About this exercise - Return, from the data that follows, each line that holds the word "patio".
--
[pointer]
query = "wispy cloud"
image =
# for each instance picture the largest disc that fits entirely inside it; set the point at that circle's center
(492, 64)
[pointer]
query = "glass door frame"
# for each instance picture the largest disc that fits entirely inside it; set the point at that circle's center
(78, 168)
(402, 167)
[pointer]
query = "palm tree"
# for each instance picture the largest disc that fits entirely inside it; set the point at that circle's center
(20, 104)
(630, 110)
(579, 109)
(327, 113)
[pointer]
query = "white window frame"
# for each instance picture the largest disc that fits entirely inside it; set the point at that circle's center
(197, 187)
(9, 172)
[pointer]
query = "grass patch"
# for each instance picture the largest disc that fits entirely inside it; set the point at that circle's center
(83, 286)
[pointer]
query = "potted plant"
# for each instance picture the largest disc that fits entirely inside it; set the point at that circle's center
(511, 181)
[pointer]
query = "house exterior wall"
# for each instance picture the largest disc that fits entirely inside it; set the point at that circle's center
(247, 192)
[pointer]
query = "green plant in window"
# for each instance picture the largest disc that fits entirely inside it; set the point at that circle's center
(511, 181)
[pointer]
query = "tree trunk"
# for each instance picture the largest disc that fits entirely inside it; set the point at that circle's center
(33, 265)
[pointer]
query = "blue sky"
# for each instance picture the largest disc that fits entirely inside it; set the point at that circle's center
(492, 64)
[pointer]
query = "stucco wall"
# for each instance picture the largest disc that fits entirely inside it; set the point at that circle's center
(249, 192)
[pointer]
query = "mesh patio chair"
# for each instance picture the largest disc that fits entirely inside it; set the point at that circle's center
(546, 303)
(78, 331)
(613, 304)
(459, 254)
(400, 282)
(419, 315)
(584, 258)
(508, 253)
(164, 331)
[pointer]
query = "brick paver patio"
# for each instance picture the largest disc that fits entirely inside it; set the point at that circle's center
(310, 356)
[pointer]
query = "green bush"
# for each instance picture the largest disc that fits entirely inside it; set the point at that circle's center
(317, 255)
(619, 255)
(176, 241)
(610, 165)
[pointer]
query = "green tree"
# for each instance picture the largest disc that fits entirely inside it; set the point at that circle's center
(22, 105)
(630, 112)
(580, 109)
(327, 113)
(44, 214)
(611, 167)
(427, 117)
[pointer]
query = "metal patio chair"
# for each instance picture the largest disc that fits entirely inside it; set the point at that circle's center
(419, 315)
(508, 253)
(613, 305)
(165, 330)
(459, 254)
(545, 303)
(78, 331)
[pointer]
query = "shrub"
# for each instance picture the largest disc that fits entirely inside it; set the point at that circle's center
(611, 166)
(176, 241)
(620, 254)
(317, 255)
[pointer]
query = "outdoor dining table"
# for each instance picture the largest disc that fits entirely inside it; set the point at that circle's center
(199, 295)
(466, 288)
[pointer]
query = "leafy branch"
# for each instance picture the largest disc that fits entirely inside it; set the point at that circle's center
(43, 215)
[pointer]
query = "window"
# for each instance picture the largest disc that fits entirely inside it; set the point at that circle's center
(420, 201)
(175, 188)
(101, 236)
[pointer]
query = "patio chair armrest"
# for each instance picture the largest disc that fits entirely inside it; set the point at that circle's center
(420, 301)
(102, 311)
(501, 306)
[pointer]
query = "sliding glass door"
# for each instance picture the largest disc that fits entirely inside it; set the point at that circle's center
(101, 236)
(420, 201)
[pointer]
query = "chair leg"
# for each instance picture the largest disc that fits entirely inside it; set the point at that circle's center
--
Answer to this exercise -
query = "mesh patio chair"
query = "brick paver patio"
query = "metal patio chair"
query = "patio chair armrest"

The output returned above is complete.